- PETIT EXERCICE 1
Dans l'entretien sur les enquêtes internes des avocats, reprenez le passage qui commence par les mots contenant « Julie Zorrilla : Il est difficile » et se termine par « travaille l’avocat enquêteur ? », en remplaçant « harcèlement » par « discrimination ».
- PETIT EXERCICE 2
Poursuivez l'entretien sur les enquêtes internes des avocats à partir de sa dernière phrase.

- TEXTE SOURCE
Julie Zorrilla : Les avocats ont à ce sujet un désaccord avec le PNF et l’Agence française anticorruption (AFA). En effet, les avocats, au travers notamment du Conseil national des barreaux qui a indiqué dans son guide “L’avocat français et les enquêtes internes” de juin 2020 que les enquêtes internes sont couvertes par le secret professionnel et qu’avocats et clients doivent s’attacher à faire respecter ce secret, considèrent que tel est le cas ; à l’inverse du PNF et de l’AFA. Ces derniers ont indiqué, dès leur “Lignes directrices sur la mise en œuvre de la convention judiciaire d’intérêt public” de juin 2019 puis plus récemment dans leur guide “Les enquêtes internes anticorruption” de mars 2023, que les rapports d’enquête interne ne sont pas protégés par le secret professionnel. Face à cette position du PNF et de l’AFA, le barreau de Paris a pris position publiquement quelques jours après, en avril 2023, pour rappeler que le principe de protection des consultations adressées par un avocat à son client et des correspondances échangées entre l’avocat et son client prévaut et que seul le client peut s’en délier. Ainsi, dans le cadre d’une négociation avec une autorité de poursuite ou de sanction, si le client veut procéder à un acte positif de coopération, il peut de lui-même remettre le rapport d’enquête interne mais des autorités ne peuvent pas elles-mêmes le saisir dans le cadre d’une procédure.

AJ : Combien existe-t-il d’avocats enquêteur ?

Julie Zorrilla : Il est difficile de donner un chiffre précis mais je pense qu’il a augmenté considérablement ces dernières années, principalement à Paris mais aussi dans le reste de la France. Beaucoup d’avocats en droit social s’en remettent à l’enquête interne face à des problématiques sociales et notamment de harcèlement car c’est une demande des clients. Les avocats en droit pénal des affaires n’ont jamais cessé de faire des enquêtes internes depuis que la pratique s’est étendue, soit en tant qu’avocat enquêteur, soit en tant qu’avocat-conseil d’un salarié entendu dans le cadre d’une enquête interne.

AJ : Comment travaille l’avocat enquêteur ?

Julie Zorrilla : Il est saisi pour faire la lumière sur des allégations dont son client a eu connaissance. Le client vient avec un état de faits allégués découlant d’une alerte, d’une découverte interne ou d’un audit et l’avocat réunit des éléments pour établir si ces faits sont avérés ou non. Il commence par des démarches d’identification de la source d’information, qui peut l’aider à confirmer ou infirmer la véracité de l’allégation, puis procède à des diligences d’investigation, qui sont très souvent une revue documentaire et/ou des entretiens. Avec son client, l’avocat détermine les personnes qui peuvent avoir connaissance des faits dans le cadre de leur travail et va par exemple, avec l’aide d’un forensic, saisir leur messagerie électronique professionnelle ou leurs documents de travail, qui appartiennent à l’entreprise uniquement et en excluant les documents personnels ou qui sont protégés par le secret, ou les convoquer pour un entretien susceptible de venir étayer ces éléments documentaires. Il peut en outre être saisi pour déterminer le cas échéant les responsabilités des personnes impliquées et identifier les mesures de remédiation à prendre.

- DONNÉES FOURNIES
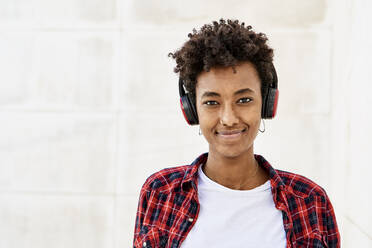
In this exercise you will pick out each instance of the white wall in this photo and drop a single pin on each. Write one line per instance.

- RÉSULTAT 1
Julie Zorrilla : Il est difficile de donner un chiffre précis mais je pense qu’il a augmenté considérablement ces dernières années, principalement à Paris mais aussi dans le reste de la France. Beaucoup d’avocats en droit social s’en remettent à l’enquête interne face à des problématiques sociales et notamment de discrimination car c’est une demande des clients. Les avocats en droit pénal des affaires n’ont jamais cessé de faire des enquêtes internes depuis que la pratique s’est étendue, soit en tant qu’avocat enquêteur, soit en tant qu’avocat-conseil d’un salarié entendu dans le cadre d’une enquête interne.

AJ : Comment travaille l’avocat enquêteur ?

- RÉSULTAT 2
AJ : Que se passe-t-il une fois le rapport d’enquête remis au client ?

Julie Zorrilla : Les résultats des investigations faites par l’avocat enquêteur figurent dans un rapport d’enquête restitué au client. Sur la base de ces résultats, le client peut de manière éclairée demander une analyse juridique à un autre conseil ou à ses services RH, prendre d’éventuelles sanctions disciplinaires, ou encore mettre fin à des pratiques non-conformes à ses règles internes ou à une législation. Il y a des discussions pour savoir où s’arrête la mission de l’avocat enquêteur à l’issue de la remise du rapport d’enquête. Les avis divergent. Je pense à titre personnel que cela dépend des sujets : en matière sociale, j’ai tendance à dire qu’il vaut mieux un deuxième conseil en charge d’un éventuel contentieux prud’homal, mais en matière pénale, je trouve que cela a du sens de mener une analyse de risque sur la responsabilité pénale après avoir contribué à établir la matérialité des faits. Une autre des questions qui se pose est par exemple de savoir si l’avocat enquêteur peut ensuite défendre son client dans le cadre d’une procédure contentieuse. Les avis divergent également, notamment entre les avocats, attachés au principe de libre choix de l’avocat par son client, et l’AFA et le PNF qui indiquent dans leur guide “Les enquêtes internes anticorruption” de mars 2023 qu’ils voudraient qu’une fois l’enquête interne effectuée par un avocat, un autre avocat se charge de la défense de la personne morale. Nous constatons dans notre pratique que le PNF préfère en effet deux interlocuteurs : un pour mener l’enquête et restituer le travail mené, un autre pour négocier la sortie du contentieux, dans le cadre des CJIP notamment.

AJ : Quelle part de votre activité représentent les enquêtes internes ?

Julie Zorrilla : Les enquêtes internes représentent près de 50 % de l’activité du cabinet. Pour un avocat, l’enquête interne permet de se confronter à des problématiques juridiques diverses. En treize ans au cabinet, je n’ai jamais fait deux fois la même enquête interne car de nouveaux sujets juridiques émergent régulièrement, la typologie de clients ayant recours à l’enquête interne ne cesse d’évoluer et les enjeux, réputationnels, juridiques ou de concurrence, varient selon le contexte social, économique et politique. Ces enquêtes sont aussi l’occasion d’une plongée dans le monde opérationnel du client et permettent de découvrir de l’intérieur différentes industries et modes de fonctionnement. Tout cela en fait une pratique très intéressante sur le plan intellectuel mais également sur le plan humain, notamment en matière de droit social. Par ailleurs, l’enquête interne n’étant régulée que par de la soft law (par exemple, le “Vade-mecum de l’avocat chargé d’une enquête interne” du barreau de Paris de 2019 ou le guide “L’avocat français et les enquêtes internes” du CNB de 2020), c’est un réel challenge de participer à la construction d’une pratique dans un environnement non réglementé. Le barreau de Paris et l’EFB proposent d’ailleurs une formation qualifiante depuis deux ans à laquelle nous participons mais qui n’est pas nécessaire à l’exercice de l’enquête interne. Il n’y a en effet pas à ce jour de certification spécifique pour exercer comme avocat enquêteur.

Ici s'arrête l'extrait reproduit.